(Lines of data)
#####
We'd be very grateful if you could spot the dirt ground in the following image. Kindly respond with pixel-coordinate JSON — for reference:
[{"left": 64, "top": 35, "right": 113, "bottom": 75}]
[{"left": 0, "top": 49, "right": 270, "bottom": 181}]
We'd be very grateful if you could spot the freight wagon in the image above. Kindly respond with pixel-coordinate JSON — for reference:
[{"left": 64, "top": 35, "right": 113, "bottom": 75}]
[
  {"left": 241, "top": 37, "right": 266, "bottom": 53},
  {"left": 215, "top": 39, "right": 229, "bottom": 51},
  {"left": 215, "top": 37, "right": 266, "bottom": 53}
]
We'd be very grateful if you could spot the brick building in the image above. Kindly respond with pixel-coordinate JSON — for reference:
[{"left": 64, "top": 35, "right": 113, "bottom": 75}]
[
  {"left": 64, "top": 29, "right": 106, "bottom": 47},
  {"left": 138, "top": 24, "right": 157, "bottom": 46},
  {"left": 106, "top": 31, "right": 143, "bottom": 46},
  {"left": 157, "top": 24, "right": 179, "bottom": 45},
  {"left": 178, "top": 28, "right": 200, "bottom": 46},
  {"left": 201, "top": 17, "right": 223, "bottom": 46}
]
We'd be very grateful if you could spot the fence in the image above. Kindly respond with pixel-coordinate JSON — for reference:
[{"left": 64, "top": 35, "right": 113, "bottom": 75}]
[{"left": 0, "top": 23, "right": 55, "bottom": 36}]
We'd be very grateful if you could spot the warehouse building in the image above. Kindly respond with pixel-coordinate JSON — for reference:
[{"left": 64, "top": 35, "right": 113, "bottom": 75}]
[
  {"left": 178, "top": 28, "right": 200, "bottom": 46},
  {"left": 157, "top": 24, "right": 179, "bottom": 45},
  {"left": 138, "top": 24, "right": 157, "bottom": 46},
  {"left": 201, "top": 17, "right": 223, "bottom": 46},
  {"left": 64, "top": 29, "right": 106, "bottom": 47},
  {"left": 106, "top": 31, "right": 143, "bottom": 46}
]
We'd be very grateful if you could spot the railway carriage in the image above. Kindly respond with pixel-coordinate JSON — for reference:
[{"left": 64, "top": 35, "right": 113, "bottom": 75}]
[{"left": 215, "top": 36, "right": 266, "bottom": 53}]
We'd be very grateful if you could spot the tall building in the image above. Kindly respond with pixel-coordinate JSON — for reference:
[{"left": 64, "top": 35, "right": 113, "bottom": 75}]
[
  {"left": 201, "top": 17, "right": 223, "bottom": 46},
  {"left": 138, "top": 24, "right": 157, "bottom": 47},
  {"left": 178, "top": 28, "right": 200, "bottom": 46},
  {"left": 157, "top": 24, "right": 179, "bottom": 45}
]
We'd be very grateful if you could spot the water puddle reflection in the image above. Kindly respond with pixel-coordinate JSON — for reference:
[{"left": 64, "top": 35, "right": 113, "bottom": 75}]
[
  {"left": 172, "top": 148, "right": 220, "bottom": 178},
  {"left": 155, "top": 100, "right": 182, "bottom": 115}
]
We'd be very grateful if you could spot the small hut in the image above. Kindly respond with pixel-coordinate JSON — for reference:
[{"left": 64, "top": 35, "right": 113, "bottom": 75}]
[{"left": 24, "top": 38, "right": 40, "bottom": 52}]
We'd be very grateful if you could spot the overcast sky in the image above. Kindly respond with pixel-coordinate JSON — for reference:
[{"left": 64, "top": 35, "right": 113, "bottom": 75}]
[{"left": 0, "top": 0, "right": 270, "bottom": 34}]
#####
__Exercise task__
Which lines in the listing above contain the word "tall"? Copy each of them in full.

__The reply__
We'd be very grateful if you could spot the tall building in the image above. Kindly respond with pixel-coordinate JSON — for reference:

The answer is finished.